§ EXERCISE BRIEF:
Please copy every one of the records below, keeping each line word for word.

§ INPUT MATERIAL:
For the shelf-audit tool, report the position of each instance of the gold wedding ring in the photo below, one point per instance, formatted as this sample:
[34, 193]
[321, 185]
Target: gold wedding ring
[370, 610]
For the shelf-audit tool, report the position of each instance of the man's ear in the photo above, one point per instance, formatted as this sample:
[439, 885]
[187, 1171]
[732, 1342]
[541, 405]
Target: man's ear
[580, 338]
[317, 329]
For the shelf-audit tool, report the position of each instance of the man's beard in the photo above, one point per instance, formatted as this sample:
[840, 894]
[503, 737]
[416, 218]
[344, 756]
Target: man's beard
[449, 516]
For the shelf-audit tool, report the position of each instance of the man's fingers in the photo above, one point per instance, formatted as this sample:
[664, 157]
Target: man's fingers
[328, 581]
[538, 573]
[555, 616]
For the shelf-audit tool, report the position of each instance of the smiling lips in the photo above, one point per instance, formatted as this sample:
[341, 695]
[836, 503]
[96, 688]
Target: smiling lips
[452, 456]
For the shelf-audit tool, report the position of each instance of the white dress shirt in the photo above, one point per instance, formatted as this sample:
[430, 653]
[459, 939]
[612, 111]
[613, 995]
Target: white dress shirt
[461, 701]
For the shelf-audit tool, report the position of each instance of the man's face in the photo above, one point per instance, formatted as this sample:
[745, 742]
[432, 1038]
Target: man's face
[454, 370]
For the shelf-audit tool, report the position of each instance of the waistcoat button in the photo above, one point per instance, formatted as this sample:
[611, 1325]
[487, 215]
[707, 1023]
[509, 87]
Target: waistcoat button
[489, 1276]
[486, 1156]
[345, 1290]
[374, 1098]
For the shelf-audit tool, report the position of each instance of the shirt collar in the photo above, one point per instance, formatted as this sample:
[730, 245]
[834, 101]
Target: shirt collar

§ FINISHED ANSWER:
For the shelf-audit tool, report the position of each instance of the gold wedding ring in the photo below, one point per instance, formatted as this sample:
[34, 193]
[321, 185]
Target: gold wedding ring
[370, 610]
For the shelf-audit tool, report the position of each instance of the man's ear in the photo above, one point per instance, formatted as this sample:
[439, 885]
[187, 1171]
[732, 1342]
[541, 405]
Target: man's ear
[580, 338]
[317, 329]
For the shelf-audit tool, report the position of each instance of the man's beard in the photo above, one point per instance, formatted as this sample:
[840, 894]
[503, 737]
[416, 218]
[344, 756]
Target: man's beard
[449, 516]
For the shelf-audit tool, report the position of each instance of the man's fingers in the photo above, one point per instance, formatted as this sample:
[664, 157]
Target: man's fingers
[328, 581]
[538, 573]
[555, 616]
For the shelf-audit tool, report the position of each instance of the smiling lips in the photo above, one point per instance, formatted as this sample:
[341, 695]
[836, 503]
[96, 688]
Target: smiling lips
[452, 456]
For the shelf-audit tool, report the position of each instance of the white dress shirt in the photo above, one point per instance, formatted as this sample:
[430, 653]
[459, 939]
[612, 111]
[613, 995]
Target: white dress shirt
[461, 701]
For the shelf-audit tool, report the position of each instance of the man's face in the photo above, one point per instance, formatted as this sample:
[745, 742]
[432, 1038]
Target: man's face
[454, 370]
For the shelf-audit tool, report the position of each instance of the waistcoat button in the photo above, one point per instance, formatted as this sample:
[611, 1325]
[487, 215]
[707, 1023]
[509, 87]
Target: waistcoat button
[489, 1276]
[486, 1156]
[345, 1290]
[374, 1098]
For the shelf-audit tool, report the position of each instance of the shirt collar in the photo above, one point per instance, formatted as this sample:
[730, 245]
[834, 101]
Target: shirt collar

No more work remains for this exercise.